→ Listed records:

────────────────────────────────────────

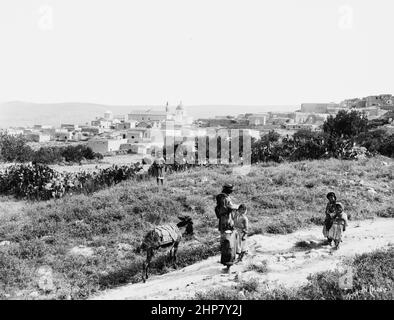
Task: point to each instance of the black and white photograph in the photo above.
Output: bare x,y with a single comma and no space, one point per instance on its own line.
201,152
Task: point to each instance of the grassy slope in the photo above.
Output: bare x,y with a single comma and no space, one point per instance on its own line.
373,279
280,198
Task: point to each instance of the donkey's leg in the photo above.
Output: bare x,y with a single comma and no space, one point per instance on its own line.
176,244
171,253
149,256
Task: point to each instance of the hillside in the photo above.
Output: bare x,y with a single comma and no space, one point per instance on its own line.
14,114
274,262
88,241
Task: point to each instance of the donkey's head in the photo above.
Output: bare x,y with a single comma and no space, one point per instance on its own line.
188,222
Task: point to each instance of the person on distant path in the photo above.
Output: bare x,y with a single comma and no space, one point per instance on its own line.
241,225
158,170
330,213
340,222
224,211
225,207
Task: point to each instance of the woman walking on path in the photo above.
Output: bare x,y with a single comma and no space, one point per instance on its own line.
241,225
339,225
330,213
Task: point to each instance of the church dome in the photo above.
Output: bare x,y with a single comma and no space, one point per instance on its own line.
180,107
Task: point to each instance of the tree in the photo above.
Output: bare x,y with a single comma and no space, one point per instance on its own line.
14,148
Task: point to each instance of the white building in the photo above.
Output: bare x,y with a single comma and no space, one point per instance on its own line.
102,123
105,145
257,119
38,137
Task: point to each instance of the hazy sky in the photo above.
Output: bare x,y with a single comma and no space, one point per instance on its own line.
201,51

────────────────────────────────────────

→ What you need to do:
What lines in the data above carry "white"? Return them all.

→ Response for this exercise:
Task: point to each instance of the black and white photograph in the photo above.
Task: point to each instance of the white building in the photo above.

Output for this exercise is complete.